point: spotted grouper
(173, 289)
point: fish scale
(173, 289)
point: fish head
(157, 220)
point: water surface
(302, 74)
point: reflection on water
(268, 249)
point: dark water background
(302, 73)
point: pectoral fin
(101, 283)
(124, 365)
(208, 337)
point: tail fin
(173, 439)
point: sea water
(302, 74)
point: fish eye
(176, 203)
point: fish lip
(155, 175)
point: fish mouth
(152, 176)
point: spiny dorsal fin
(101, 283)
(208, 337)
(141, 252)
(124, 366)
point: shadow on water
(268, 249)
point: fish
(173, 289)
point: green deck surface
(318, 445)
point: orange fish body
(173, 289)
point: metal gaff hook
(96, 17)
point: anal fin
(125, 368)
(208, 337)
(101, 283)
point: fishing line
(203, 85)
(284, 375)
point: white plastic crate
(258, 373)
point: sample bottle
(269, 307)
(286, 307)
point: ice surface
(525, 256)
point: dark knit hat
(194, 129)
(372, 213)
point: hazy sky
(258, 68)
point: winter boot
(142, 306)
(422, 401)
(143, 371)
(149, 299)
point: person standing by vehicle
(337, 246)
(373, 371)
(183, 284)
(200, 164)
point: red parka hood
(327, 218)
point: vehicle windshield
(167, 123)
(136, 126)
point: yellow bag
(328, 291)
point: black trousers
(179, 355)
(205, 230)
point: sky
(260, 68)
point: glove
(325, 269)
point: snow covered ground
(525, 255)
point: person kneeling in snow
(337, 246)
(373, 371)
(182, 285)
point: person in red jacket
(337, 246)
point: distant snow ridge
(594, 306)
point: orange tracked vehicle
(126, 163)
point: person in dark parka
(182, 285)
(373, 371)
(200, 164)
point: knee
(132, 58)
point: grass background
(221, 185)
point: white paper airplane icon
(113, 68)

▬▬▬▬▬▬

**Set exercise**
Rewrite the entire listing above line by line, shifting each coordinate pair by adding 137 to both its x and y values and leaving all other lines unchanged.

**Response**
point: spotted grouper
(310, 426)
point: fish scale
(310, 426)
point: fish head
(294, 357)
point: water surface
(439, 211)
point: reflection on water
(405, 386)
point: dark water background
(439, 210)
point: pectoral fin
(238, 420)
(261, 502)
(345, 474)
point: tail fin
(310, 576)
point: sea water
(439, 211)
point: fish eye
(313, 340)
point: fish lip
(292, 312)
point: fish mouth
(289, 313)
point: spiny dorsal fin
(238, 420)
(345, 474)
(278, 389)
(261, 503)
point: shadow on water
(405, 386)
point: fish
(310, 426)
point: green deck surface
(455, 582)
point: orange fish body
(310, 426)
point: metal gaff hook
(233, 154)
point: anal fin
(262, 505)
(345, 474)
(238, 420)
point: fishing line
(340, 222)
(421, 512)
point: white plastic crate
(395, 510)
point: sample bottle
(406, 444)
(423, 444)
point: ice surface
(662, 393)
point: dark knit hat
(331, 266)
(509, 350)
point: hazy sky
(395, 205)
point: winter boot
(279, 443)
(559, 538)
(280, 508)
(286, 436)
point: person standing by vehicle
(474, 383)
(510, 508)
(320, 421)
(337, 301)
point: red parka hood
(464, 355)
point: vehicle windshield
(304, 260)
(273, 263)
point: yellow bag
(465, 428)
point: black trousers
(316, 492)
(342, 367)
point: sky
(397, 205)
point: glove
(462, 406)
point: snow covered ground
(662, 392)
point: person kneeling in snow
(474, 383)
(510, 508)
(319, 422)
point: person in red jacket
(474, 383)
point: distant snow ridge
(731, 443)
point: orange tracked vehicle
(263, 300)
point: person in dark parka
(319, 422)
(510, 508)
(337, 301)
point: knee
(269, 195)
point: grass background
(358, 322)
point: white paper airplane icon
(250, 205)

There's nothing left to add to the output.